**Page excerpt:**
▬▬▬▬▬▬▬▬▬▬
5.a. Installing a Stage Tarball

Setting the Date/Time Right

Before you continue you need to check your date/time and update it. A misconfigured clock may lead to strange results in the future!

To verify the current date/time, run date:

Code listing 1: Verifying the date/time

# date
Fri Oct 29 16:21:18 CEST 2004

If the date/time displayed is wrong, update it using the date MMDDhhmmYYYY syntax (Month, Day, hour, minute and Year). For instance, to set the date to October 29th, 16:21 in the year 2004:

Code listing 2: Setting the date/time

# date 040116212005

Locating the Stage3 File

If you have configured networking because you need to download a stage3 file for your architecture, continue with Alternative: Using a Stage3 from the Internet. Otherwise read Default: Using a Stage3 from the Installation CD.
▬▬▬▬▬▬▬▬▬▬
**Source material:**
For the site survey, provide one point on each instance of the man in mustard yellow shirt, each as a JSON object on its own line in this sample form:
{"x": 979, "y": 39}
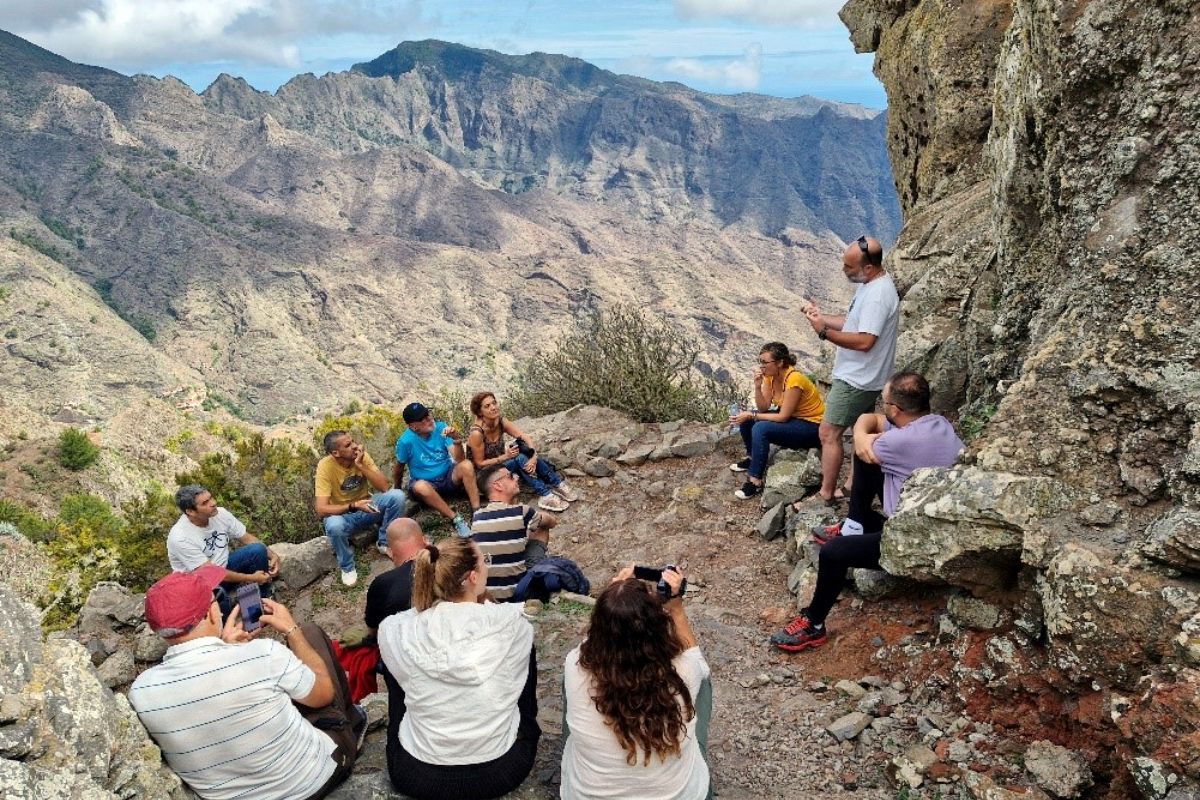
▬▬▬▬▬▬▬▬▬▬
**Work to do:**
A. Using the stage tarball excerpt, answer each of these:
(i) What command does it give for checking the current date/time?
(ii) What can a misconfigured clock lead to, according to it?
(iii) Which section should you continue with if you set up networking to download a stage3 file?
B. Repeat the part of the stage tarball excerpt starting with "Code listing 2: Setting" and going on through "the Installation CD.".
C. Go on with the stage tarball excerpt, picking up right after its last sentence.

**Task answers:**
A.
(i) date
(ii) Strange results in the future.
(iii) Alternative: Using a Stage3 from the Internet.

B.
Code listing 2: Setting the date/time

# date 040116212005

Locating the Stage3 File

If you have configured networking because you need to download a stage3 file for your architecture, continue with Alternative: Using a Stage3 from the Internet. Otherwise read Default: Using a Stage3 from the Installation CD.

C.
5.b. Default: Using a Stage from the Installation CD

Extracting the Stage Tarball

The stages on the CD reside in the /mnt/cdrom/stages directory. To see a listing of available stages, use ls:

Code listing 3: List all available stages

# ls /mnt/cdrom/stages

If the system replies with an error, you may need to mount the CD-ROM first:

Code listing 4: Mounting the CD-ROM

# ls /mnt/cdrom/stages
ls: /mnt/cdrom/stages: No such file or directory
# mount /dev/cdroms/cdrom0 /mnt/cdrom
# ls /mnt/cdrom/stages

Now go into your Gentoo mountpoint (usually /mnt/gentoo):

Code listing 5: Changing directory to /mnt/gentoo

# cd /mnt/gentoo

We will now extract the stage tarball of your choice. We will do this with the GNU tar tool. Make sure you use the same options (-xvjpf)! Again, the v argument is optional. In the next example, we extract the stage tarball stage3-<subarch>-2005.0.tar.bz2. Be sure to substitute the tarball filename with your stage.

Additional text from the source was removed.